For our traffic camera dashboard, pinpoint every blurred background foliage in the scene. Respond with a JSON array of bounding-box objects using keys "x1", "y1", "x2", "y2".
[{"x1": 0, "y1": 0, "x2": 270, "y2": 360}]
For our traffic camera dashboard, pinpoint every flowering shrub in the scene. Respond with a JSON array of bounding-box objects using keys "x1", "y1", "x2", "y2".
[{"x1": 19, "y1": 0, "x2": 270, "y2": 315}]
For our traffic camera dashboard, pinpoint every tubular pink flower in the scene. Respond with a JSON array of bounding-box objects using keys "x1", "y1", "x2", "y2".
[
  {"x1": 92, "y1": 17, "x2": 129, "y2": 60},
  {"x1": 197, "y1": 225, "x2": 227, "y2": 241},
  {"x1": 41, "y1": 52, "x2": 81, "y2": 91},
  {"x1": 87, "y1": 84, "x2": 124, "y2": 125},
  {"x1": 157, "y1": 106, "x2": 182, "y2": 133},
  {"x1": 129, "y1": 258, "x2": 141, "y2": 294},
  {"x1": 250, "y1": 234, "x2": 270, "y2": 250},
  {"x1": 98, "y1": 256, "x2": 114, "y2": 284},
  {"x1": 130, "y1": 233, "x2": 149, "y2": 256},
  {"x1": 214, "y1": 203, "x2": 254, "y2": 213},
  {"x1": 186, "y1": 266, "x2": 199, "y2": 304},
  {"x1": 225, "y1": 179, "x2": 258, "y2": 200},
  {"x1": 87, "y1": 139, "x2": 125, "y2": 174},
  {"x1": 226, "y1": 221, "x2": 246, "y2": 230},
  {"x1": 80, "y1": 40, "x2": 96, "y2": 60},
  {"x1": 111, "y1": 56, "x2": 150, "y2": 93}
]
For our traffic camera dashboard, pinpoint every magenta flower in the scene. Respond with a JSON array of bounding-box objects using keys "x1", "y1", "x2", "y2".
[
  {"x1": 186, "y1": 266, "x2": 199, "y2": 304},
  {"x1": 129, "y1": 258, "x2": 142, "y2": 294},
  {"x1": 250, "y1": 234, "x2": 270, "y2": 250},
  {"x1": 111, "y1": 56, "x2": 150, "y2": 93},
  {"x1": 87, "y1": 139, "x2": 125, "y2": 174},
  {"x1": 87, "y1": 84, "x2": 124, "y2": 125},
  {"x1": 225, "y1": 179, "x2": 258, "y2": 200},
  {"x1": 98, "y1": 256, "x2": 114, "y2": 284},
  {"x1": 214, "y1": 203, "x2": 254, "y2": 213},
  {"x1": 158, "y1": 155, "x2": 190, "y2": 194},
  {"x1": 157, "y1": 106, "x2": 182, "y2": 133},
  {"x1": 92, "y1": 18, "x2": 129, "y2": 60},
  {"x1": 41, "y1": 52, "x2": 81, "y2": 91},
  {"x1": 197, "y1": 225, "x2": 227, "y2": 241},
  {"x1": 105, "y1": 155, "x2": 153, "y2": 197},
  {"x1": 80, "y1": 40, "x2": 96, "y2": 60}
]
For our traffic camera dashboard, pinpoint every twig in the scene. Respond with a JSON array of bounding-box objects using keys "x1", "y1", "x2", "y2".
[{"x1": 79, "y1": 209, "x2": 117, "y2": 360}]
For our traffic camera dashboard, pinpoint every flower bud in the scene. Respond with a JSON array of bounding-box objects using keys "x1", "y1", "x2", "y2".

→ **TASK GOAL**
Repeat all of the data above word for word, without changing a single character.

→ **THE RESPONSE**
For our traffic camera dashboard, pinpoint every blurred background foliage in the scene. Respond with a JSON array of bounding-box objects using keys "x1", "y1", "x2", "y2".
[{"x1": 0, "y1": 0, "x2": 270, "y2": 360}]
For our traffic camera dashboard, pinpoint every flowering shrub in the scene. Respond with a JSON array of bounding-box objects using keys "x1", "y1", "x2", "y2".
[{"x1": 19, "y1": 0, "x2": 270, "y2": 315}]
For our traffic camera dashboard, pinpoint every tubular pink flower in the scene. Respond with a JSON array of bounding-box objects using keys "x1", "y1", "x2", "y2".
[
  {"x1": 92, "y1": 17, "x2": 129, "y2": 60},
  {"x1": 197, "y1": 225, "x2": 227, "y2": 241},
  {"x1": 41, "y1": 52, "x2": 81, "y2": 91},
  {"x1": 87, "y1": 84, "x2": 124, "y2": 125},
  {"x1": 157, "y1": 106, "x2": 182, "y2": 133},
  {"x1": 129, "y1": 258, "x2": 141, "y2": 294},
  {"x1": 250, "y1": 234, "x2": 270, "y2": 250},
  {"x1": 98, "y1": 256, "x2": 114, "y2": 284},
  {"x1": 130, "y1": 233, "x2": 149, "y2": 256},
  {"x1": 214, "y1": 203, "x2": 254, "y2": 213},
  {"x1": 186, "y1": 266, "x2": 199, "y2": 304},
  {"x1": 225, "y1": 179, "x2": 258, "y2": 200},
  {"x1": 87, "y1": 139, "x2": 125, "y2": 174},
  {"x1": 226, "y1": 221, "x2": 246, "y2": 230},
  {"x1": 80, "y1": 40, "x2": 96, "y2": 60},
  {"x1": 111, "y1": 56, "x2": 150, "y2": 93}
]
For our traffic camera dashboard, pinpoint every magenta flower in the scene. Respond with a JSON array of bounding-box objects using keys "x1", "y1", "x2", "y2".
[
  {"x1": 186, "y1": 266, "x2": 199, "y2": 304},
  {"x1": 129, "y1": 258, "x2": 142, "y2": 294},
  {"x1": 250, "y1": 234, "x2": 270, "y2": 250},
  {"x1": 111, "y1": 56, "x2": 150, "y2": 93},
  {"x1": 87, "y1": 139, "x2": 125, "y2": 174},
  {"x1": 87, "y1": 84, "x2": 124, "y2": 125},
  {"x1": 225, "y1": 179, "x2": 258, "y2": 200},
  {"x1": 98, "y1": 256, "x2": 114, "y2": 284},
  {"x1": 214, "y1": 203, "x2": 254, "y2": 213},
  {"x1": 158, "y1": 155, "x2": 190, "y2": 194},
  {"x1": 157, "y1": 106, "x2": 182, "y2": 133},
  {"x1": 92, "y1": 18, "x2": 129, "y2": 60},
  {"x1": 41, "y1": 52, "x2": 81, "y2": 91},
  {"x1": 197, "y1": 225, "x2": 227, "y2": 241},
  {"x1": 105, "y1": 155, "x2": 153, "y2": 197},
  {"x1": 80, "y1": 40, "x2": 96, "y2": 60}
]
For our traffic camera dashboard, pinpoint every twig in the scene. Respond with a JSON array of bounding-box objects using keys "x1", "y1", "x2", "y2".
[{"x1": 79, "y1": 209, "x2": 117, "y2": 360}]
For our traffic camera dashboard, pinpoint every flower bud in the scene. Respond with a JSON array of bounding-box objects using keys "x1", "y1", "x2", "y2".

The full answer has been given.